WHAT IS EXPECTED: Scan the data that follows and count the lines with the string "Kindly"; answer with the count alone.

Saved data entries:
========================================

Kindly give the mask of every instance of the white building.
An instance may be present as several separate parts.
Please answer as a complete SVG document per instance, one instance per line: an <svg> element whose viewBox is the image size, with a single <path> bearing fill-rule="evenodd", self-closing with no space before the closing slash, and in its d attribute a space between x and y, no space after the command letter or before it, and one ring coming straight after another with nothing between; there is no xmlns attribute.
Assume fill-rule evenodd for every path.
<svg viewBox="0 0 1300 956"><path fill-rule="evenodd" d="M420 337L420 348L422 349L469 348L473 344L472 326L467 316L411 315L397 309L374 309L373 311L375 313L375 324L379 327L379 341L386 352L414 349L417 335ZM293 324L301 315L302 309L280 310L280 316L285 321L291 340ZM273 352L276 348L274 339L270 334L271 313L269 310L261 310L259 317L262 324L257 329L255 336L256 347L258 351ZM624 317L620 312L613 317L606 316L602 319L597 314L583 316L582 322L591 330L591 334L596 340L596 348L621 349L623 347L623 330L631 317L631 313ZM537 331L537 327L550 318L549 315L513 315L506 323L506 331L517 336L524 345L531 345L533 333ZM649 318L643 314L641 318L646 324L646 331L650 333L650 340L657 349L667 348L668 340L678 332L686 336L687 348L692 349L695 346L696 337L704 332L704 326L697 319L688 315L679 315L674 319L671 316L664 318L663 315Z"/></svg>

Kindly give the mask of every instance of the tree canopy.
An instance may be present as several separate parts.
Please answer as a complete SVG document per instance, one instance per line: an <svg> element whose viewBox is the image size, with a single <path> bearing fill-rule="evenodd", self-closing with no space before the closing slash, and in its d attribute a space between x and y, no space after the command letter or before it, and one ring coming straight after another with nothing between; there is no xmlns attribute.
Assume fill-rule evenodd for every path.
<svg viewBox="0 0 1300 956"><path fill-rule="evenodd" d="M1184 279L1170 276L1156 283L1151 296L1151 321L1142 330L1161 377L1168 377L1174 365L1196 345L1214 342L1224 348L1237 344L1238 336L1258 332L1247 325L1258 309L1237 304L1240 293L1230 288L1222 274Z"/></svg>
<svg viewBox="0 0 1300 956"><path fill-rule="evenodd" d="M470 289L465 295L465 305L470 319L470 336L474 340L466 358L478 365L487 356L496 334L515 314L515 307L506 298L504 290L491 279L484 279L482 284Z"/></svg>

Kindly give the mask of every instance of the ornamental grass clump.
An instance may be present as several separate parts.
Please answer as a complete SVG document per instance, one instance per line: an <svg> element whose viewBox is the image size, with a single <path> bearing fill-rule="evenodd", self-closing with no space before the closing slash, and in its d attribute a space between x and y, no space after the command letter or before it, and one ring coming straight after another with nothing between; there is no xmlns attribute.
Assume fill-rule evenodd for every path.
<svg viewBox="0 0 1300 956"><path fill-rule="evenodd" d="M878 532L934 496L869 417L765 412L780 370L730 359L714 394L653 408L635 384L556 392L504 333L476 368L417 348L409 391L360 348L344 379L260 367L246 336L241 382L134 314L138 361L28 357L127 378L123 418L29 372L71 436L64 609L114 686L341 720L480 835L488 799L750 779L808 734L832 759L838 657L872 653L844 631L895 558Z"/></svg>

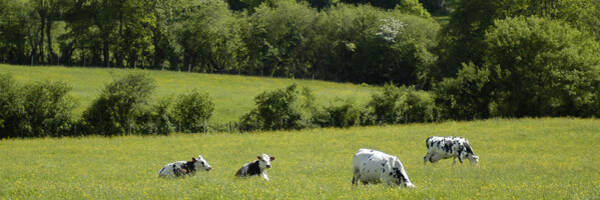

========================================

ANSWER BOX: 3